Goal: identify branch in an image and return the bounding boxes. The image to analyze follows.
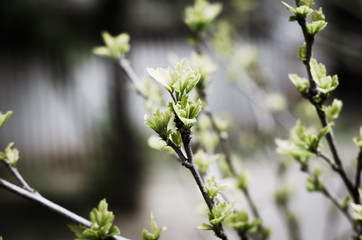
[354,148,362,189]
[2,161,36,193]
[0,178,130,240]
[296,11,360,204]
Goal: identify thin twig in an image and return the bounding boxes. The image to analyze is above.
[316,152,339,171]
[2,161,36,193]
[354,148,362,189]
[296,9,360,204]
[0,178,130,240]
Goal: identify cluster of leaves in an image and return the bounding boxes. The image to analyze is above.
[184,0,222,32]
[275,120,330,169]
[142,213,167,240]
[69,199,120,240]
[282,0,327,36]
[93,32,131,60]
[145,59,202,146]
[0,111,19,167]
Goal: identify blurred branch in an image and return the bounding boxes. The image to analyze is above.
[0,170,130,240]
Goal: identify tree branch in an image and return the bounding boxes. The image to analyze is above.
■ ■ ■
▸ **Exercise**: Copy out every line word for word, from the line containing "Goal: identify blurred" through the last line of the items, including both of those lines.

▸ **Result**:
Goal: identify blurred branch in an image and return the bounding boxes. The image to analyze is above.
[0,170,130,240]
Goal: identify tree branch in an image and return the bounding boxes. The image to analyze is above.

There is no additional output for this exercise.